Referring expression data
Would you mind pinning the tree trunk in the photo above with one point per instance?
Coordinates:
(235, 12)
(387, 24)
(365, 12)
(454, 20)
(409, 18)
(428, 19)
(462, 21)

## Task goal:
All the lines above must be output exactly, with none omitted.

## Output of the exercise:
Would you mind pinning the tree trunk in the photo above with one point per instance?
Coordinates:
(235, 12)
(387, 24)
(365, 12)
(454, 20)
(409, 18)
(428, 19)
(462, 21)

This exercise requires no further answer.